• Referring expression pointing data
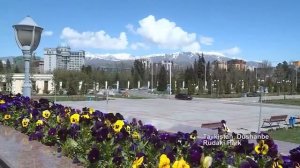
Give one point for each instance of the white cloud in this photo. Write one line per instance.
(47, 33)
(130, 28)
(116, 56)
(232, 51)
(138, 45)
(217, 53)
(206, 40)
(99, 39)
(167, 35)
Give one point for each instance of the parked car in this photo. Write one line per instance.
(182, 96)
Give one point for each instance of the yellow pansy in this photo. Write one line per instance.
(277, 163)
(74, 119)
(46, 114)
(207, 161)
(7, 116)
(39, 123)
(91, 110)
(136, 135)
(164, 161)
(138, 162)
(261, 148)
(25, 122)
(107, 123)
(118, 125)
(67, 111)
(181, 164)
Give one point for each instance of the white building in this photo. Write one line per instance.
(41, 83)
(63, 58)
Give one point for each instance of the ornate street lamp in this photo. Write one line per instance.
(27, 35)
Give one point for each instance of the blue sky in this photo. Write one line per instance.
(247, 29)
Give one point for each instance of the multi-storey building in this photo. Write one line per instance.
(63, 58)
(296, 64)
(219, 64)
(237, 64)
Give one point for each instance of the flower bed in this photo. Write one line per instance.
(96, 139)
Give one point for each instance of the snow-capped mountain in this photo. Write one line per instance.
(180, 58)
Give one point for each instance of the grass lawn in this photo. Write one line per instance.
(286, 101)
(287, 135)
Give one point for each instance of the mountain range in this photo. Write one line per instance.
(125, 61)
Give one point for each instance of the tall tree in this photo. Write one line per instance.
(1, 66)
(200, 72)
(138, 72)
(17, 70)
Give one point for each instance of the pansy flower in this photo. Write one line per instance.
(39, 123)
(128, 129)
(135, 135)
(58, 119)
(206, 162)
(85, 116)
(180, 164)
(138, 162)
(52, 131)
(277, 163)
(118, 125)
(2, 101)
(164, 161)
(7, 116)
(46, 114)
(193, 135)
(261, 148)
(25, 122)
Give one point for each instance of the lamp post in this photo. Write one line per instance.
(151, 76)
(278, 87)
(170, 64)
(260, 110)
(27, 35)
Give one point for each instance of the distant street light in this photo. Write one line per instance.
(27, 35)
(170, 87)
(260, 110)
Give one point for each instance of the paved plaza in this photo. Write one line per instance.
(171, 115)
(241, 114)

• Directions for this task
Apart from the pictures, every line above must be printed exactly.

• Exercise answer
Give one point for each instance of the white cloud in this photo. Write one line per instance.
(47, 33)
(130, 28)
(116, 56)
(232, 51)
(138, 45)
(217, 53)
(206, 40)
(99, 39)
(167, 35)
Give one point for each instance of the parked car in this photo. Write one line per instance.
(182, 96)
Give one point for each instance of the yellow pansy in this photo. Write one line per instance.
(277, 163)
(74, 119)
(46, 114)
(207, 161)
(7, 116)
(39, 123)
(91, 110)
(136, 135)
(164, 161)
(138, 162)
(261, 148)
(25, 122)
(107, 123)
(118, 125)
(67, 111)
(181, 164)
Give one point for each instance of the white building in this photo. Write one line per instance.
(41, 83)
(63, 58)
Give one point for each instance of the ornate street lamp in this photo. Write one line per instance.
(27, 35)
Give one point for each instance of the blue sky in this photo. Write one line per instance.
(247, 29)
Give one point for each instance of the multi-storey building in this photo. Write one line per instance.
(63, 58)
(296, 64)
(219, 64)
(237, 64)
Give one point for each instance of the flower bed in this photo. Write one line per instance.
(96, 139)
Give one point for each instance of the snow-capped mountain in this photo. Write one line per instance.
(180, 58)
Give one point for each instance of the grass lawn in this photo. Write one line per instance.
(286, 101)
(287, 135)
Give one point for each instance of the mountain range in this photo. Write one line per instance.
(125, 61)
Give one point for each instance of the tall tree in this photo. Write one line per instance.
(1, 66)
(200, 72)
(138, 72)
(17, 70)
Give one point for each instance of the pansy flower in this photo. Write one line per instance.
(39, 123)
(128, 129)
(135, 135)
(58, 119)
(206, 162)
(85, 116)
(180, 164)
(138, 162)
(52, 131)
(277, 163)
(118, 125)
(2, 101)
(164, 161)
(7, 116)
(46, 114)
(193, 135)
(261, 148)
(25, 122)
Give one point for each instance of the lamp post in this photo. Write one line per instance.
(151, 76)
(278, 87)
(170, 64)
(260, 110)
(27, 35)
Give one point for each instance of the distant street light in this photo. Write one line per instance.
(27, 35)
(170, 87)
(260, 110)
Give one point for each instance of the paved plaza in this photo. Write one line per instance.
(171, 115)
(241, 114)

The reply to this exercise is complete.